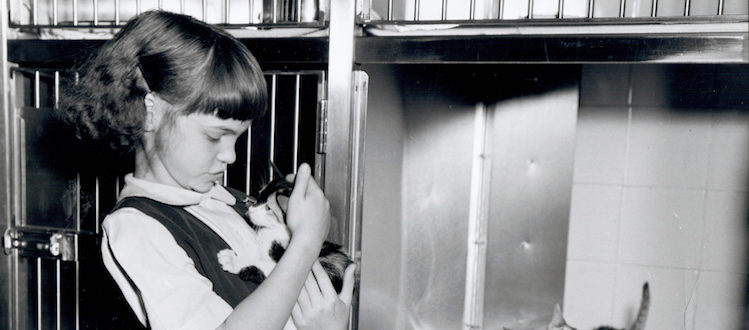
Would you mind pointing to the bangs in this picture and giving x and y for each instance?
(230, 84)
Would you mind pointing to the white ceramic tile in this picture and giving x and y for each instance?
(725, 242)
(668, 148)
(600, 145)
(661, 227)
(594, 218)
(729, 155)
(720, 300)
(588, 293)
(736, 7)
(604, 84)
(672, 295)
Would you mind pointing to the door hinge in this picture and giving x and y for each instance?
(322, 126)
(41, 242)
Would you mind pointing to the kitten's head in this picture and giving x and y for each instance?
(557, 321)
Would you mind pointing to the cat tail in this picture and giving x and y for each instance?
(642, 315)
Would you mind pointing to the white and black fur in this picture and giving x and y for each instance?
(267, 216)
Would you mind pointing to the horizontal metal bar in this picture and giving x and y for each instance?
(691, 48)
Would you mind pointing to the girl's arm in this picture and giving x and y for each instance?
(308, 218)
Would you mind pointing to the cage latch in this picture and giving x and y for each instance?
(40, 242)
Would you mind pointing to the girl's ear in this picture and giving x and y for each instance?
(150, 102)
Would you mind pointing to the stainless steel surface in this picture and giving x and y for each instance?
(417, 198)
(720, 45)
(6, 181)
(337, 183)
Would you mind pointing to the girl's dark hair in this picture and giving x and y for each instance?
(190, 64)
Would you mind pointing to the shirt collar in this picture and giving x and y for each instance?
(135, 187)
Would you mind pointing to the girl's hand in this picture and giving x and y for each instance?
(318, 306)
(308, 214)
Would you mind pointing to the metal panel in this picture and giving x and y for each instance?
(519, 201)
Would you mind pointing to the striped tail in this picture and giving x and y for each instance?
(642, 315)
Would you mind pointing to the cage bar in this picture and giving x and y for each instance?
(37, 91)
(58, 306)
(530, 9)
(297, 109)
(116, 12)
(54, 13)
(39, 293)
(274, 86)
(96, 12)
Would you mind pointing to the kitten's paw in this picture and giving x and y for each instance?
(229, 261)
(252, 274)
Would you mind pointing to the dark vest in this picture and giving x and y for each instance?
(199, 241)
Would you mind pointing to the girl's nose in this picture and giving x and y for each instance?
(227, 154)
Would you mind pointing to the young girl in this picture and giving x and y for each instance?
(178, 93)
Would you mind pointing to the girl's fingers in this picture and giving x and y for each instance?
(296, 313)
(313, 291)
(347, 291)
(304, 301)
(323, 281)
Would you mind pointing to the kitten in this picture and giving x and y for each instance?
(268, 218)
(558, 322)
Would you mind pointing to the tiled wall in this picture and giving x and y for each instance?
(660, 194)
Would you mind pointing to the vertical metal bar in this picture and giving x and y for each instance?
(96, 12)
(352, 227)
(75, 12)
(39, 293)
(58, 306)
(273, 93)
(37, 92)
(297, 109)
(530, 9)
(54, 12)
(248, 173)
(34, 12)
(473, 307)
(57, 89)
(274, 19)
(78, 200)
(116, 12)
(97, 207)
(338, 141)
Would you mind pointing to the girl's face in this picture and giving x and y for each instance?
(193, 151)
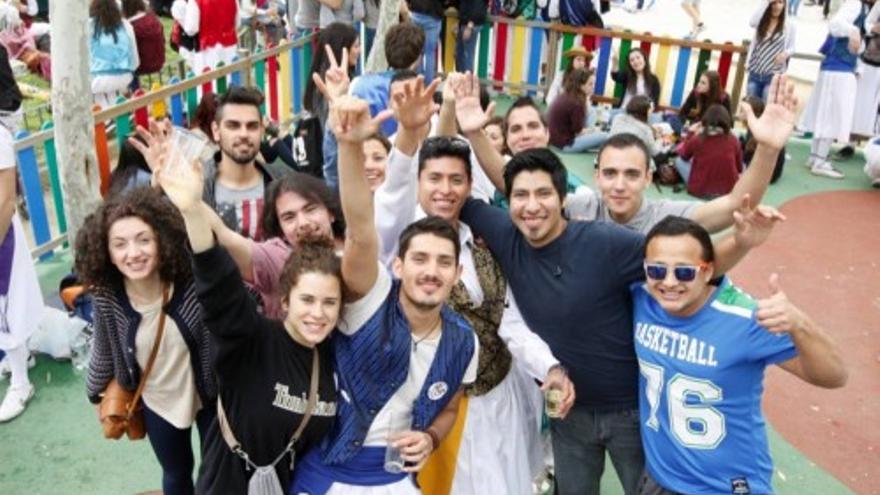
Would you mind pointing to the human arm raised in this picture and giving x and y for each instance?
(818, 361)
(349, 119)
(471, 119)
(771, 131)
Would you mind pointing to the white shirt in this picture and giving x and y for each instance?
(398, 195)
(396, 414)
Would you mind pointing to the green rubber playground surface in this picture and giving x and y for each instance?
(56, 446)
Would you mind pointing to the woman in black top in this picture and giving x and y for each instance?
(637, 78)
(263, 366)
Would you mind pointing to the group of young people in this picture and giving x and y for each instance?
(400, 335)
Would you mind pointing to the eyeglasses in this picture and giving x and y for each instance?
(683, 273)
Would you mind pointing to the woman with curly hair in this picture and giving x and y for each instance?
(131, 254)
(277, 390)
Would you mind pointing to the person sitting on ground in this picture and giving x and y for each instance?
(707, 92)
(635, 121)
(622, 175)
(113, 52)
(568, 113)
(636, 78)
(710, 160)
(577, 58)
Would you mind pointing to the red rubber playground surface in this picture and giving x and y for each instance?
(828, 257)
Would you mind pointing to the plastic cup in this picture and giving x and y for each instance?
(553, 401)
(185, 148)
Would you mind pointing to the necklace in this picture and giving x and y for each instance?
(417, 341)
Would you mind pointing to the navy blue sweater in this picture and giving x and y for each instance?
(574, 293)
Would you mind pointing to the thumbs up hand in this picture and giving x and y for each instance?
(777, 313)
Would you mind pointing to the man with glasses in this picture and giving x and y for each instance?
(702, 352)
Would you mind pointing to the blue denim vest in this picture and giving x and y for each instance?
(374, 362)
(836, 50)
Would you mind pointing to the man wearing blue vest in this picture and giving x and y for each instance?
(402, 356)
(702, 352)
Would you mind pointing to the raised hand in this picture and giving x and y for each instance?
(470, 115)
(335, 81)
(776, 312)
(777, 122)
(414, 106)
(752, 226)
(155, 145)
(350, 120)
(183, 186)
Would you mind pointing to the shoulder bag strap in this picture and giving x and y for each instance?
(235, 445)
(153, 354)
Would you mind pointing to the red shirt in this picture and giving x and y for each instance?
(716, 162)
(566, 118)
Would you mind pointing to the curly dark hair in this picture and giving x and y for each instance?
(313, 255)
(92, 255)
(308, 187)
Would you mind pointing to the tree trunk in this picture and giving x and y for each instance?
(72, 111)
(389, 12)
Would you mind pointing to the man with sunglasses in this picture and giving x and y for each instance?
(702, 352)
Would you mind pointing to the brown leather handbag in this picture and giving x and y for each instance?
(121, 411)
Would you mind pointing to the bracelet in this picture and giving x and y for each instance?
(560, 367)
(435, 439)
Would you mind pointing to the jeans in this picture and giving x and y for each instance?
(465, 49)
(648, 486)
(173, 449)
(759, 85)
(586, 142)
(431, 26)
(684, 168)
(579, 445)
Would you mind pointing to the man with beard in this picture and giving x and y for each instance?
(235, 182)
(402, 356)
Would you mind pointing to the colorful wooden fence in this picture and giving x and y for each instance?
(522, 57)
(280, 72)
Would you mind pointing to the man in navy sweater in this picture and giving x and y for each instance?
(571, 280)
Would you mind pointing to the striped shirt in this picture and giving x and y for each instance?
(763, 59)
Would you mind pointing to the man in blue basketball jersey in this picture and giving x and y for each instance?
(702, 352)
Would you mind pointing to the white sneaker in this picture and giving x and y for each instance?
(824, 169)
(4, 366)
(15, 401)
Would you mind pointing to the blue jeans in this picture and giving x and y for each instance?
(759, 85)
(684, 168)
(431, 26)
(173, 449)
(579, 445)
(585, 142)
(465, 49)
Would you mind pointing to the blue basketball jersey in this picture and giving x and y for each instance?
(700, 391)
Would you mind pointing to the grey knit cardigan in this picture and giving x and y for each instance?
(113, 347)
******
**Short task:** Recast the lines of the material above as a JSON list of strings, one string per line and blank lines omitted. Begin at the line that contains "Would you mind pointing to the blue jeans" and stop at the end of the material.

**Exercise output:**
[
  "Would you mind pointing to the blue jeans in this picture and giving x and y for each instance?",
  "(759, 85)",
  "(684, 168)",
  "(431, 26)",
  "(173, 449)",
  "(579, 445)",
  "(585, 142)",
  "(465, 49)",
  "Would you mind pointing to the blue basketball jersey in this picture and giving x and y for each instance?",
  "(700, 391)",
  "Would you mind pointing to the grey knit cardigan in this picture and giving x and y for each instance?",
  "(113, 347)"
]